_Given request A:_
In the interview on the Eucharist, Bishop Lynch recalls that in his youth people could not go to Communion without a very long fast. Explain why, according to the interview.
_Given request B:_
Continue the interview on the Eucharist from its final sentence.

CB: What is the biggest challenge that most people face in trying to understand the profoundness of the Eucharist?

BISHOP LYNCH: I believe it’s to understand God’s ability and God’s power to transform bread and wine into his body and blood when it would appear that nothing has changed; that everything remains the same. And yet we take seriously the words that Jesus uttered at the Last Supper: “This is my body and this is my blood.” So I think that’s probably the biggest obstacle: trying — in this day and age when everything needs to be analyzed and everything needs to be put under a microscope — to carry it to the next step and say it’s bread and wine transformed into his body and blood. That’s the big obstacle.

CB: How did you view the Eucharist when you were young, and how do you view it now?

BISHOP LYNCH: When I was young, I didn’t fully understand it. The fullness of it comes with maturity, with age, with wisdom and with experience. There was always a reverence for the Eucharist when I was young. We didn’t casually genuflect. The genuflection when you came into church was an act of faith. We couldn’t go to Communion without a very long fast because it was such a privilege to receive the body and blood of Christ. So there were many things when I was a youngster and didn’t fully understand it that made it appear to be a very, very important moment. But as you grow older, some of those things disappear and are no longer part of the experience, but the wisdom and the understanding and the acceptance and the embrace of the Eucharist gets stronger as you grow older. More and more you realize, yes, this is his body and this is his blood.

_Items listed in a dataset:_
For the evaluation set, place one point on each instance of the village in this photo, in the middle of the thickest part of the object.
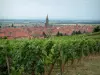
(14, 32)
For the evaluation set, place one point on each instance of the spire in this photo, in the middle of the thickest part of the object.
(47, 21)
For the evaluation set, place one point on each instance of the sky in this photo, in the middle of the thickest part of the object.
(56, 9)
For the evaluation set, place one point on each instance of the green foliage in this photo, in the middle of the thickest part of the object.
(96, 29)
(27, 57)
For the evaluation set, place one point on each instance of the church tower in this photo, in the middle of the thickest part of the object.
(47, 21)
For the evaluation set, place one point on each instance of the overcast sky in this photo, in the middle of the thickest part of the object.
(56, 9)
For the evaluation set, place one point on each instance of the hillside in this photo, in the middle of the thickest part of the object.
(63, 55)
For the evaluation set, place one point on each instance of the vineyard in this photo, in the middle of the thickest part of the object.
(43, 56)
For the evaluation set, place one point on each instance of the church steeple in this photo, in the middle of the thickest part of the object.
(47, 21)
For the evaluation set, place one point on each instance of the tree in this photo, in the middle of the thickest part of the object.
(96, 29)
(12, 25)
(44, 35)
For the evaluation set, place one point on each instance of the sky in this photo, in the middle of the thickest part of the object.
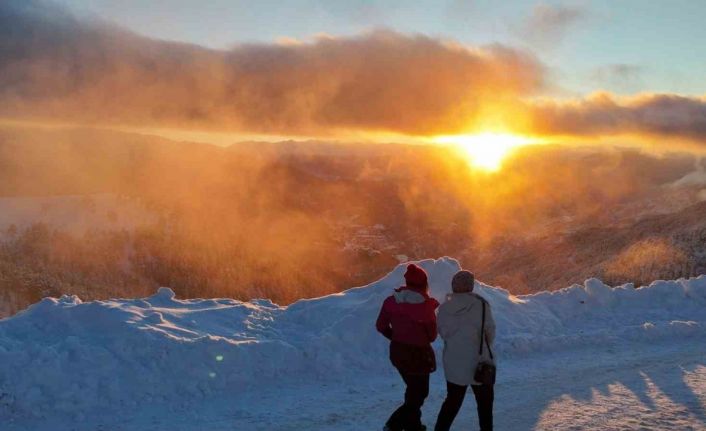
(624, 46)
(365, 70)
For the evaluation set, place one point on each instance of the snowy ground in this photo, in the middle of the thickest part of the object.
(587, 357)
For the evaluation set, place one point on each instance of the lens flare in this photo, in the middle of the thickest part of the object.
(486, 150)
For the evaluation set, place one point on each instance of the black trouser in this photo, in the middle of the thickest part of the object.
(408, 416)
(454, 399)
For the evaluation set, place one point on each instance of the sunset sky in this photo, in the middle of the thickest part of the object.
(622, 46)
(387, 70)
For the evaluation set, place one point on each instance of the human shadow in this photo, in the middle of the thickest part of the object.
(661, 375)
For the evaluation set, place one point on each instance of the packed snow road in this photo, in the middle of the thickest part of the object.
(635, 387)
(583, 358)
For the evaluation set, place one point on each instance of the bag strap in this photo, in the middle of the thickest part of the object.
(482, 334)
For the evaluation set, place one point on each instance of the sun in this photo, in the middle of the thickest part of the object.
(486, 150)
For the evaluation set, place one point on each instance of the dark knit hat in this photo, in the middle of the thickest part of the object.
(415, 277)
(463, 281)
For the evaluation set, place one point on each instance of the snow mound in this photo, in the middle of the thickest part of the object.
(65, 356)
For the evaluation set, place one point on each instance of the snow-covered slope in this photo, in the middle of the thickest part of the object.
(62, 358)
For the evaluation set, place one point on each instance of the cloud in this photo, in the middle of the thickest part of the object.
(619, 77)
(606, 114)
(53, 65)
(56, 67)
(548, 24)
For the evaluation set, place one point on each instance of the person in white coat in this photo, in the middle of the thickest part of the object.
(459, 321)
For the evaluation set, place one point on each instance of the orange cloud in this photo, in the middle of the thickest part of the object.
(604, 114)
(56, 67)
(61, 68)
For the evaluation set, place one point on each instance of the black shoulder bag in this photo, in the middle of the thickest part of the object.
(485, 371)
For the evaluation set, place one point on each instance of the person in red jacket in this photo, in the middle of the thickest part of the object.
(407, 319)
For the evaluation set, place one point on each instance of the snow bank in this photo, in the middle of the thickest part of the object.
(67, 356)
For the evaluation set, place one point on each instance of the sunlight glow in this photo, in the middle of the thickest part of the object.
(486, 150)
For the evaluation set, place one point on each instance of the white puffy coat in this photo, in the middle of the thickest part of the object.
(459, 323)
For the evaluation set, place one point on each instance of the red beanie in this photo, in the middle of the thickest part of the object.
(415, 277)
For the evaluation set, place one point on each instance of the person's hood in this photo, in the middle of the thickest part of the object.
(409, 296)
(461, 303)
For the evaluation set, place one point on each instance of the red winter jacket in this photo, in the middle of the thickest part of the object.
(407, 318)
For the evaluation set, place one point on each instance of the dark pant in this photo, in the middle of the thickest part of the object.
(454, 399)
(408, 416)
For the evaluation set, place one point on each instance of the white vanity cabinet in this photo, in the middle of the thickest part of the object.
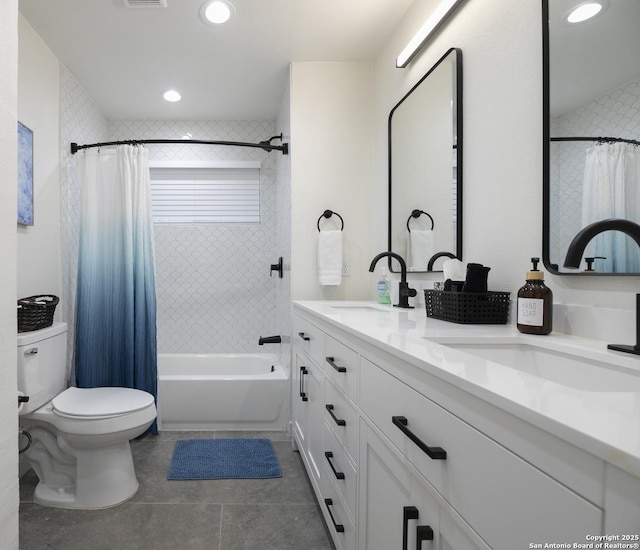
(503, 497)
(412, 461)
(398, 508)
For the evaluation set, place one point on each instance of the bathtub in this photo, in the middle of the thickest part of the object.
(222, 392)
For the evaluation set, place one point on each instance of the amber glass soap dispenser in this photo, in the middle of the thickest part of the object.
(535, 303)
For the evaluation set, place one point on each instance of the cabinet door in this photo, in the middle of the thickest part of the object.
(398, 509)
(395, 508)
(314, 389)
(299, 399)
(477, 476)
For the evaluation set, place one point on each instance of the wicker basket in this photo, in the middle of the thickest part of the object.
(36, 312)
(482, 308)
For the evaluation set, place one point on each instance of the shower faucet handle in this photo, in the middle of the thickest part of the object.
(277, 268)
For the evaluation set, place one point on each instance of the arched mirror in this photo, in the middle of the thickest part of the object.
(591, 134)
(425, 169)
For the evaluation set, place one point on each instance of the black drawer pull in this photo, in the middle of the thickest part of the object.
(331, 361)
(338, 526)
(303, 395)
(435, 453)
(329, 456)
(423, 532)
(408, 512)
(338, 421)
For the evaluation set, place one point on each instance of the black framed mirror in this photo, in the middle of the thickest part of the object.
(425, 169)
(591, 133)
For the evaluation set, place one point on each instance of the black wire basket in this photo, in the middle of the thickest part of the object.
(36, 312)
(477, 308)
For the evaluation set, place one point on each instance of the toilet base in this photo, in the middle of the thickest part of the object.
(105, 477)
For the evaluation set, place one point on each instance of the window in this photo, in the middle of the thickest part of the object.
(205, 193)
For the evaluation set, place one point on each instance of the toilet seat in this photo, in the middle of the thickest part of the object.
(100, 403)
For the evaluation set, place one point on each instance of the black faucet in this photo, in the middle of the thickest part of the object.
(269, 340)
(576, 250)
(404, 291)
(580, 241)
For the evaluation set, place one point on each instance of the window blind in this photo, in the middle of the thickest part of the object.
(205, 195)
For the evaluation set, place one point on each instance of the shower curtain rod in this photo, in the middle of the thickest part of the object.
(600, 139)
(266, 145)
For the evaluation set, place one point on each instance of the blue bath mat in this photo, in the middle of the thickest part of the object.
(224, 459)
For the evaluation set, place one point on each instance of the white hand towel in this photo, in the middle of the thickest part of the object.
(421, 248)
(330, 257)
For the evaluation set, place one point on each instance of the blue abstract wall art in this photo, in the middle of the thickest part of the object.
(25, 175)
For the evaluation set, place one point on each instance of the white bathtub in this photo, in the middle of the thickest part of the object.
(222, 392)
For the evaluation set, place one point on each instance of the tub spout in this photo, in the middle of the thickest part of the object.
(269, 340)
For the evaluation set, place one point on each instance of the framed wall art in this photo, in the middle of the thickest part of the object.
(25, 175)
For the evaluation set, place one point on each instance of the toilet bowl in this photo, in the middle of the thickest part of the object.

_Task output A:_
The long fast was required because receiving the body and blood of Christ was considered such a privilege.

_Task output B:_
CB: What kind of feedback have you been getting from people regarding the letter?

BISHOP LYNCH: Very positive, and I don’t want to just be Pollyanna-ish. I must preface my answer to you by saying that the bishop in any diocese is usually the last person to hear the truth. So probably somewhere out there, there are some people who want to pick a fight about a part of it. Or they don’t like this or they don’t like that. And I haven’t heard from them yet, and I usually do hear from them. But for the moment the response has been one of gratitude — gratitude that the time has been taken to write this and to prepare the materials that come with it. The response has been one of acceptance. That it’s been a long time coming, and “I’m glad it’s finally here and I’ve enjoyed reading it.”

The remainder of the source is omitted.